GOAL
Render the data from its first line through the line containing "pixel 43 33", both ends included, as a Markdown table with the columns Row and Line. Number each row, and leave out blank lines and pictures.

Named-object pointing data
↓
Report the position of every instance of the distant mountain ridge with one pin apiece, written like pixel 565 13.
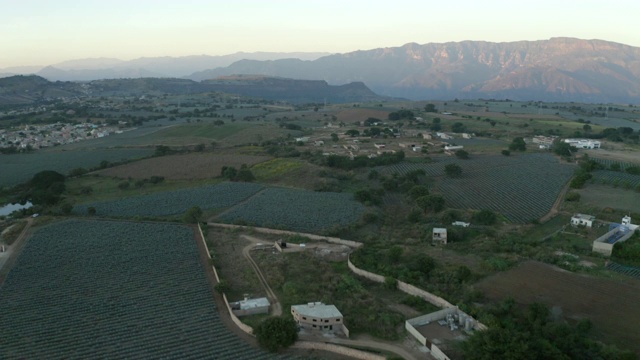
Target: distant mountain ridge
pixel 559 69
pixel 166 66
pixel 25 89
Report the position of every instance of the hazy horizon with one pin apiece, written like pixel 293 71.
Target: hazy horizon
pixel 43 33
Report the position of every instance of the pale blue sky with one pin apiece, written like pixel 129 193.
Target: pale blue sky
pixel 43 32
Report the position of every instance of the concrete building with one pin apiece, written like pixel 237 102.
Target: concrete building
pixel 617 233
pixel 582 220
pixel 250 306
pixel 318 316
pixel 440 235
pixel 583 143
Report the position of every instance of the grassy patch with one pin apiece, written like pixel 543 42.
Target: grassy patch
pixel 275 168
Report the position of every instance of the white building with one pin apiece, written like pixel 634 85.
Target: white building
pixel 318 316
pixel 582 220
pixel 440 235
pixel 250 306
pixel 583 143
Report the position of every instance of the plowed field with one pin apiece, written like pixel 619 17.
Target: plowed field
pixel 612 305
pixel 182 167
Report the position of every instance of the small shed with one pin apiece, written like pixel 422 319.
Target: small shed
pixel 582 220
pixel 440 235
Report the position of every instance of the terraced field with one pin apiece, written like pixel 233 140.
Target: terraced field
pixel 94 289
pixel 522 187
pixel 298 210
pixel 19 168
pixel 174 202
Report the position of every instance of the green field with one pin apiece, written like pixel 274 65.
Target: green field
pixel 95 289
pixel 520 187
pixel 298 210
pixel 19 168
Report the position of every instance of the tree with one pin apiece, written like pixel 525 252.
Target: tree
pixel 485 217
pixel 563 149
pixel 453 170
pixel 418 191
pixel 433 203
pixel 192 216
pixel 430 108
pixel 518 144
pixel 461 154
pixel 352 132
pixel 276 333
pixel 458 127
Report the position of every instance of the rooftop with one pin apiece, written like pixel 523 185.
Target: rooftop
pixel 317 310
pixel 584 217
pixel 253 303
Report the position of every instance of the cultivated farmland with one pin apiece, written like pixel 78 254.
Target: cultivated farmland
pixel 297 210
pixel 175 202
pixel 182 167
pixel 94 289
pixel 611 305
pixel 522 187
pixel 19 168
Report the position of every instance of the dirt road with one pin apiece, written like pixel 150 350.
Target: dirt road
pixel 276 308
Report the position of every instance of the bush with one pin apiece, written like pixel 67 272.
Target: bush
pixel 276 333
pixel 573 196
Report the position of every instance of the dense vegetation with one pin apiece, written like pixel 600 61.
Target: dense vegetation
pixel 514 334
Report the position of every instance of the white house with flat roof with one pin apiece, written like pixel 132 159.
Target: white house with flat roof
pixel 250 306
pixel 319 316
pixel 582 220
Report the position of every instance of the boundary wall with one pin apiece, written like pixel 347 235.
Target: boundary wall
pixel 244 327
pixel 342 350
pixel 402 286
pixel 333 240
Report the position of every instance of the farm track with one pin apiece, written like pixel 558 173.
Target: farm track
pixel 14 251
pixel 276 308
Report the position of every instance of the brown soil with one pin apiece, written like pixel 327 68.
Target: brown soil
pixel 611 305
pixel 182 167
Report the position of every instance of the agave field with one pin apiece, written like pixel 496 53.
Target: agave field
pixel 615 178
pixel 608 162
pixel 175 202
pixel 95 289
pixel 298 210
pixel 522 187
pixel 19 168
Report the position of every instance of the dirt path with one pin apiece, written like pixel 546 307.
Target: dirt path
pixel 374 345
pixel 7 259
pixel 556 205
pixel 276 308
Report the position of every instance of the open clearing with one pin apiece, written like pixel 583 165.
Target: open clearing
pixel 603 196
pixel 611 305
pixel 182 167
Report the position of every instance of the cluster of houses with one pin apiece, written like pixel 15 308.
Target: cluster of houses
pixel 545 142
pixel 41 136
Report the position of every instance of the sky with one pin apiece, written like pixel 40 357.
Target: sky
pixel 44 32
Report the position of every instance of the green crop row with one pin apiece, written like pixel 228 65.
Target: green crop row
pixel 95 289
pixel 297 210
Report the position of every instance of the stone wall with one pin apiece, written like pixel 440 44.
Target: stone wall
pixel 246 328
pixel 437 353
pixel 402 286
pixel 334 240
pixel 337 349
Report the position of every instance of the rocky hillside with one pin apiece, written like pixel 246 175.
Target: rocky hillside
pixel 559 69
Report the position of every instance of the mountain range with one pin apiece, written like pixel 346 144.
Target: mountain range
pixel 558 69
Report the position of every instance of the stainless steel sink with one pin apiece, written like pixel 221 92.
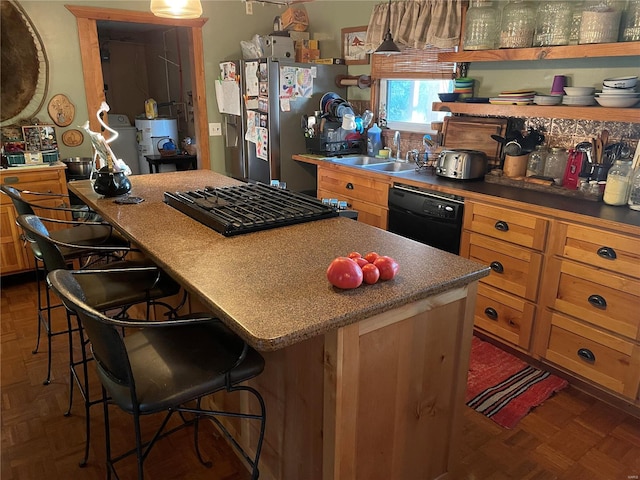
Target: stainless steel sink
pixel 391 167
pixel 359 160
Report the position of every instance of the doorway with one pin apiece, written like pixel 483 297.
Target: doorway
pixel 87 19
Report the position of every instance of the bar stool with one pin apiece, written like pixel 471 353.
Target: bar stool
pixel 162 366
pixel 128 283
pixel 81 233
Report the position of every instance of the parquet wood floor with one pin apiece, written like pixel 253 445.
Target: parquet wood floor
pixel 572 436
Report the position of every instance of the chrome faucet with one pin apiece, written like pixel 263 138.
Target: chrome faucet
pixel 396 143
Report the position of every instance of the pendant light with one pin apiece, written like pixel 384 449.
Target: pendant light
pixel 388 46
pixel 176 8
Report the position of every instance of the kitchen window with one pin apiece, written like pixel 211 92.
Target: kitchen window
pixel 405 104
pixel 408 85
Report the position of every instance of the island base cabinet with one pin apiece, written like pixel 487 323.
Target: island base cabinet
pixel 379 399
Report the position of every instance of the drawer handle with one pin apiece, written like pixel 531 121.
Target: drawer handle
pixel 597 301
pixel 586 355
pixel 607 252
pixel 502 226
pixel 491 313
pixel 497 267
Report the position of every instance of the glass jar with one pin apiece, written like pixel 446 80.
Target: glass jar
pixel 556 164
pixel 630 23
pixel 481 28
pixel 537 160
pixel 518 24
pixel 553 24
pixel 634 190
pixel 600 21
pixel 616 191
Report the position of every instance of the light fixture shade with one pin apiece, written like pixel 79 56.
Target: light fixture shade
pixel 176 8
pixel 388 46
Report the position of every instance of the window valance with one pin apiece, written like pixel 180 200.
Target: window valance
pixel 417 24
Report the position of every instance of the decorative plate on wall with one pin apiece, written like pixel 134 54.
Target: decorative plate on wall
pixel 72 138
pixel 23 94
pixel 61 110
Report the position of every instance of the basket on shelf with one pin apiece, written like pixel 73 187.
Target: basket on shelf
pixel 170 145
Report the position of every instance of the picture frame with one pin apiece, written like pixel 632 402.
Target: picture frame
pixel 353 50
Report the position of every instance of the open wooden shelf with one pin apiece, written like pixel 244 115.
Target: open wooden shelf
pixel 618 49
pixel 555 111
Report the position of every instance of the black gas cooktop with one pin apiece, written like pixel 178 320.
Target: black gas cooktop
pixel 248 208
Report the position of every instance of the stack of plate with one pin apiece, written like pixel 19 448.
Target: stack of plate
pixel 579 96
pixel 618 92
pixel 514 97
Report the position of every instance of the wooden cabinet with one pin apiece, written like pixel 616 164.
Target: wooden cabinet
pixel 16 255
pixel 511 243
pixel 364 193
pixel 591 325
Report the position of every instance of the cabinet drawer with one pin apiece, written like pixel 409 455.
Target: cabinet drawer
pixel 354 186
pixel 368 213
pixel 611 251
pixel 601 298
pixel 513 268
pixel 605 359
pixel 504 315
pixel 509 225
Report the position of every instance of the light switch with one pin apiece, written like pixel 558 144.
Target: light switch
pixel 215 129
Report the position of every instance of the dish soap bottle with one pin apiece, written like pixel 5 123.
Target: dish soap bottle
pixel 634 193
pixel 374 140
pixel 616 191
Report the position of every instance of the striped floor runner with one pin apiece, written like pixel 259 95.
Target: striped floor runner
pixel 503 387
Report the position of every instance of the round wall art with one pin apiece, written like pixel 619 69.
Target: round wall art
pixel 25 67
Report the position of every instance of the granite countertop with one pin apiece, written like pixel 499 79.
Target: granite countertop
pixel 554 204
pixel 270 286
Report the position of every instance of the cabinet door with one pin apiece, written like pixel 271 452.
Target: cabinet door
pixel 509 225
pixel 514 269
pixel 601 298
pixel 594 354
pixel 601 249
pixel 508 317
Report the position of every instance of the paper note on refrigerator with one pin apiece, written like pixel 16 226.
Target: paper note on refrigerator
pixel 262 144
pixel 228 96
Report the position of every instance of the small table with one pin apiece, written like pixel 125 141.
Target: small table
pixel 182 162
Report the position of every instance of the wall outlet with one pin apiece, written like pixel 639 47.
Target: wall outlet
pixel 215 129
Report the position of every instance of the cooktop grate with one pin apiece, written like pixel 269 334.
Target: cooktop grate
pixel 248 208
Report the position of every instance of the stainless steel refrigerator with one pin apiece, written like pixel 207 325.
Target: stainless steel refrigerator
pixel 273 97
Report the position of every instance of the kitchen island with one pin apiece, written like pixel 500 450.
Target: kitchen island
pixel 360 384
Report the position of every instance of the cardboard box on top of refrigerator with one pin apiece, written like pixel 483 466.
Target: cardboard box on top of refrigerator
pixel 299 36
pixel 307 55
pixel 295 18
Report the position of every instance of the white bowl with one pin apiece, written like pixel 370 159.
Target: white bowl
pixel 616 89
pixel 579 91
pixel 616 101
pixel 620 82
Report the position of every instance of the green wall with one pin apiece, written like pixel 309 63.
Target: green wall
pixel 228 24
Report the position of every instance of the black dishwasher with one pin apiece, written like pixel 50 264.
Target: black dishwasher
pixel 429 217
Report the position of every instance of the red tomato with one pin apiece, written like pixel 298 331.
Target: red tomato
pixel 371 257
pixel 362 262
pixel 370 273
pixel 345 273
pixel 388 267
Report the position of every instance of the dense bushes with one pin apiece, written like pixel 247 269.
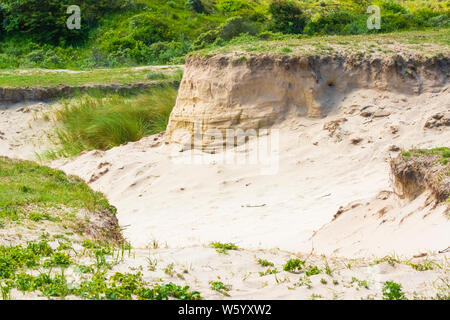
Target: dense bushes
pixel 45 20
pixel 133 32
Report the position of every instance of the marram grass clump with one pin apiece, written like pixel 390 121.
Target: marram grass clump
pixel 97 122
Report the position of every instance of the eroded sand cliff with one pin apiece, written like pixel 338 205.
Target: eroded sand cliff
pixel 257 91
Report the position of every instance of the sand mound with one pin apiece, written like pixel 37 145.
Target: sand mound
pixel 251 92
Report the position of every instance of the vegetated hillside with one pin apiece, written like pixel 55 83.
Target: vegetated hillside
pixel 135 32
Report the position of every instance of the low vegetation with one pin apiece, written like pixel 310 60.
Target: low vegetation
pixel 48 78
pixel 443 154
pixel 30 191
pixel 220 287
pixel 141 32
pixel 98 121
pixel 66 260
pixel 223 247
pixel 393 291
↑
CORRECT RESULT
| Row | Line |
|---|---|
| 1 | Report the position of every instance of the distant mountain ridge with one pin apiece, written like pixel 565 13. |
| 2 | Target: distant mountain ridge |
| 3 | pixel 559 69 |
| 4 | pixel 166 66 |
| 5 | pixel 25 89 |
| 6 | Report the position of every instance of the hazy horizon with one pin apiece, written like pixel 293 71. |
| 7 | Target: hazy horizon |
| 8 | pixel 43 33 |